Appeals-institution of appeals-notice of appeal-failure to file and serve a notice of appeal in accordance with applicable legal stipulations-whether an appeal lodged without the proper filing and service of a notice of appeal would be struck out-Court of Appeal (Election Petition) Rules, 2017, rules 6 & 7.
Evidence Law-electronic records-admissibility of electronic records-video evidence tendered to show the occurrence of violence during an election-effect of a Court of Appeal decision on an election petition appeal wherein the probative value of the video evidence was not considered despite the making of a finding on admissibility-Evidence Act (Cap 80), sections 78 & 106B; Elections Act, No 24 of 2011, section 85A.
Jurisdiction-jurisdiction of the Court of Appeal-jurisdiction of the Court of Appeal in the election petition appeals-matters that constituted matters of law-claim that the Court of Appeal acted in excess of its jurisdiction and delved into matters of fact, when it overturned a trial court's decision on whether there was violence and intimidation during the conduct of an election-whether the Court of Appeal overstepped its jurisdiction-Elections Act, No 24 of 2011, section 85A.
Electoral Law-conduct of an election-electoral irregularities and malpractices-effect of electoral irregularities and malpractices-whether the scale and impact of electoral irregularities and malpractices would result in the nullification of the results of an election.

Brief facts:
The appeal before the Court was against the judgment of the Court of Appeal delivered on June 8, 2018 in Election Petition Appeal No. 18 of 2018. The Appellate Court allowed the appeal and set aside the decision of the High Court in Election Petition No. 8 of 2017 delivered on March 2, 2018. The Court further declared that the 1st Respondent was validly elected as the Member of the National Assembly for Embakasi East Constituency.

(Position identification records)
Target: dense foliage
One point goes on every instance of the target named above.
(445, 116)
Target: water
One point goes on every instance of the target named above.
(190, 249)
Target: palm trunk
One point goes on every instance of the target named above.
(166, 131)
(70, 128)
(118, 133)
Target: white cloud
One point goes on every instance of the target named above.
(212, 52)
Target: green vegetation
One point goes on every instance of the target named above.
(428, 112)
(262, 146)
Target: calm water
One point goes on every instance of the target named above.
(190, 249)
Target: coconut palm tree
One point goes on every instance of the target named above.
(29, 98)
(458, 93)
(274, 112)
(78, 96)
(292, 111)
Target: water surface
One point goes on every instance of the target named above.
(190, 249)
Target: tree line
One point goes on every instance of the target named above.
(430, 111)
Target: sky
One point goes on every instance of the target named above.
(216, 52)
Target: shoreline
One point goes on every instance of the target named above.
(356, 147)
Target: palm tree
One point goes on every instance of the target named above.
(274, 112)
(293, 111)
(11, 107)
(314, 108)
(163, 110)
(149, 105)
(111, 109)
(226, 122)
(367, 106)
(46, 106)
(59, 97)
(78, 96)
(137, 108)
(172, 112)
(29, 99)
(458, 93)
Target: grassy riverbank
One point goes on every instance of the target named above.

STATED TASK ▸
Copy the headnote again, starting with "Jurisdiction-jurisdiction of the" and going on through "jurisdiction-Elections Act, No 24 of 2011, section 85A.", and substitute "coercion" for "intimidation".

CORRECT OUTPUT ▸
Jurisdiction-jurisdiction of the Court of Appeal-jurisdiction of the Court of Appeal in the election petition appeals-matters that constituted matters of law-claim that the Court of Appeal acted in excess of its jurisdiction and delved into matters of fact, when it overturned a trial court's decision on whether there was violence and coercion during the conduct of an election-whether the Court of Appeal overstepped its jurisdiction-Elections Act, No 24 of 2011, section 85A.